• [Activity]
Figure out the number of lines in the data that hold the string "below". Reply with that figure only.

• [Source data]
********
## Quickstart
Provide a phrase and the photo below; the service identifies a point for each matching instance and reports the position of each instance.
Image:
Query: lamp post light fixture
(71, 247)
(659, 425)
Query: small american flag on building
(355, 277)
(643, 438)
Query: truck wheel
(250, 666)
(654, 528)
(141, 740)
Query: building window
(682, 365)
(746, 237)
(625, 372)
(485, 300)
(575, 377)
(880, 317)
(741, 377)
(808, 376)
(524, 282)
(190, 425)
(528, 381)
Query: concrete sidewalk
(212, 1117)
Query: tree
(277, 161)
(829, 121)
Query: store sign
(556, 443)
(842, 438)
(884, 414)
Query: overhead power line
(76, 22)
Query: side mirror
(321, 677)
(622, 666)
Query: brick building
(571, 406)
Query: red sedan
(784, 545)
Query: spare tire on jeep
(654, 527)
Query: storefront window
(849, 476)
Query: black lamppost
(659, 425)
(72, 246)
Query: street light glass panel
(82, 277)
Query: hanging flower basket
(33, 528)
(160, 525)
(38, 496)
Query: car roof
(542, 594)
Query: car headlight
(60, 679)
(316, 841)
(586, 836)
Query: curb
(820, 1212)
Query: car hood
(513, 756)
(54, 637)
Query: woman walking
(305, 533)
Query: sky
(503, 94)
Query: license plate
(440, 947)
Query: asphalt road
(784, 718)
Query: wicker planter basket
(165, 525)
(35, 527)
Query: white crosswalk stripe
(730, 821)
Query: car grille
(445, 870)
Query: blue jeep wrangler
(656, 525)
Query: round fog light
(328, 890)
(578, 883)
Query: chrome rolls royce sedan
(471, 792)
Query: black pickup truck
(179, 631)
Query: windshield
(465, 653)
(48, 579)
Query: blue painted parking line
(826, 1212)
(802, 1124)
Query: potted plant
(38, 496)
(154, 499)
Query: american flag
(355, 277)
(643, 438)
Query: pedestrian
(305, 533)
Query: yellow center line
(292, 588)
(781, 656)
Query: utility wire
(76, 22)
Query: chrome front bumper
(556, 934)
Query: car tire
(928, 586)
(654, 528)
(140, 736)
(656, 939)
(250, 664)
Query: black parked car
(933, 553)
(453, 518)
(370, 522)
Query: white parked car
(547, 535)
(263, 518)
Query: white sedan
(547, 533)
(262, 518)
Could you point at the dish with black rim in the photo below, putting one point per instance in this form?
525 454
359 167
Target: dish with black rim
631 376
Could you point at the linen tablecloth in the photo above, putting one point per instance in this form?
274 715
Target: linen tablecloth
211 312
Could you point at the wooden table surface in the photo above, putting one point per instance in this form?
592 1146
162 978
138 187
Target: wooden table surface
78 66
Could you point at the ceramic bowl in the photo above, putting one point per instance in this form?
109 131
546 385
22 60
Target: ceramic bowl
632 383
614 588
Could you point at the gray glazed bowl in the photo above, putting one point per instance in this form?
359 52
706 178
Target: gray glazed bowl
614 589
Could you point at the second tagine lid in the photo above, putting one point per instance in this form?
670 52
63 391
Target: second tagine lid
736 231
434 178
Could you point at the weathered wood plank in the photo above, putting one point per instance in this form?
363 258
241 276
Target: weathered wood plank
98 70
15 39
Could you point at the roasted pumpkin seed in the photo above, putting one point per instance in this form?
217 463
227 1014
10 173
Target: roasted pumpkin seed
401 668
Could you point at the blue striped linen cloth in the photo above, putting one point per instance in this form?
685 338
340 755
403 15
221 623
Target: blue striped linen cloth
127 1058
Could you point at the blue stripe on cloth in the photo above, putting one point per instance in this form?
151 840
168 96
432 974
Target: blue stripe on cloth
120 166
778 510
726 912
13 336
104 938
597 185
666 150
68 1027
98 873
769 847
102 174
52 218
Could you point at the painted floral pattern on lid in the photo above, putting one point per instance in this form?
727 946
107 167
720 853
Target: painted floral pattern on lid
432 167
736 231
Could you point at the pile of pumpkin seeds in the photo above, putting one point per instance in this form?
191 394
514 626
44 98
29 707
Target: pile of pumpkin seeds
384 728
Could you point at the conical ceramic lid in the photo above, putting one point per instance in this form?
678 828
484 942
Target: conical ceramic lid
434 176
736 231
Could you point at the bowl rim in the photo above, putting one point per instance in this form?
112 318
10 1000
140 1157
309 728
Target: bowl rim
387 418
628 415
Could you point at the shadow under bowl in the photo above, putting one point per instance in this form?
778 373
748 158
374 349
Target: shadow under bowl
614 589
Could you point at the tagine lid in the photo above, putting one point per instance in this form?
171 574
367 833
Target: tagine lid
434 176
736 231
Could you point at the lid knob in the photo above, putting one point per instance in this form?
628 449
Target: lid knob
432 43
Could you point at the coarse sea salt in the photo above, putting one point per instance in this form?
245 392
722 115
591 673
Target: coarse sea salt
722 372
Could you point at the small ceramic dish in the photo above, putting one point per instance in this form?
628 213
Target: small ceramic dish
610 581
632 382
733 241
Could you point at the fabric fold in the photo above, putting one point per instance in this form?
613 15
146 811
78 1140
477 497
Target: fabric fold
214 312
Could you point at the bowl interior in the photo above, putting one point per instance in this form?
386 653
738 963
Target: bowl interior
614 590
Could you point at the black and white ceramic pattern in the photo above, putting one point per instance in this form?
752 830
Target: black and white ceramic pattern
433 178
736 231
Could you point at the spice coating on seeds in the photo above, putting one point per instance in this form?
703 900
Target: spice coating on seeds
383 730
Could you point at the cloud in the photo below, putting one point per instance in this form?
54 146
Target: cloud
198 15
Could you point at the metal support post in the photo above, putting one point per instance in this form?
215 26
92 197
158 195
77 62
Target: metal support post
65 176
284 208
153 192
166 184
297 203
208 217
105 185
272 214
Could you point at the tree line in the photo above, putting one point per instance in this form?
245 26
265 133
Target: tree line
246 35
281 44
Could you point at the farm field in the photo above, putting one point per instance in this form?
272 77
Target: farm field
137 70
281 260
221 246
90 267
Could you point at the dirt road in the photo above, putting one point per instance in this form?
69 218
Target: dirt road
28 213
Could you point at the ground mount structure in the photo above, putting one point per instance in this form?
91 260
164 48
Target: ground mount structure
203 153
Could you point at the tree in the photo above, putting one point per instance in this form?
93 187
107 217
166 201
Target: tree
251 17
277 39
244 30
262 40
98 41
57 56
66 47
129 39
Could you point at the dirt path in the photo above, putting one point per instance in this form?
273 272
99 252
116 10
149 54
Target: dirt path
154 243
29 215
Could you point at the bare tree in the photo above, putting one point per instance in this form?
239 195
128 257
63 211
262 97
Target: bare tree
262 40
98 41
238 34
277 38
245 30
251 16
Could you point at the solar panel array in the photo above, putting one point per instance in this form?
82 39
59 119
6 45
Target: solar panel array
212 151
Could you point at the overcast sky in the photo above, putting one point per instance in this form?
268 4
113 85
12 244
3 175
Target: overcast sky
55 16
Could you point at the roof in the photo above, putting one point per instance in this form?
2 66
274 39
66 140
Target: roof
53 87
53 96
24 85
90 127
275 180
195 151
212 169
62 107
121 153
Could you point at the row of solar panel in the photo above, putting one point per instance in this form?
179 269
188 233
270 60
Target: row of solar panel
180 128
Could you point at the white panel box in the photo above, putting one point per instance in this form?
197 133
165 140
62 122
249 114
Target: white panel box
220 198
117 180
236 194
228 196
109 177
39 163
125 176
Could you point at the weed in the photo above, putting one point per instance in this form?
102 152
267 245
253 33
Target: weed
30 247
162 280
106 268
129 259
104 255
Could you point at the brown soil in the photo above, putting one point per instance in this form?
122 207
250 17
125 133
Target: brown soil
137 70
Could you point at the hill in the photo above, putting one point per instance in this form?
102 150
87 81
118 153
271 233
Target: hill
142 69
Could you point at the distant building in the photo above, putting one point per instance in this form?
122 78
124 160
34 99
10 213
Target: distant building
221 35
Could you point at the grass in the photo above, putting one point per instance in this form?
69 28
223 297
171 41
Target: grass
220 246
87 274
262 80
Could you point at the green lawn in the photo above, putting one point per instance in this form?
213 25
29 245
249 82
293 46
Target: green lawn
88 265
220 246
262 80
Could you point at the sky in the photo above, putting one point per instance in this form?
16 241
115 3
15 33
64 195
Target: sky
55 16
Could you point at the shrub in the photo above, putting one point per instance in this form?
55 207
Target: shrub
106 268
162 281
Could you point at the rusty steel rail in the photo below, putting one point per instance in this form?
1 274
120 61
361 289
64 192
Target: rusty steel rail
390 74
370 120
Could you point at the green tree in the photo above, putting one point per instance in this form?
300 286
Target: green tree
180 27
********
• [Answer section]
4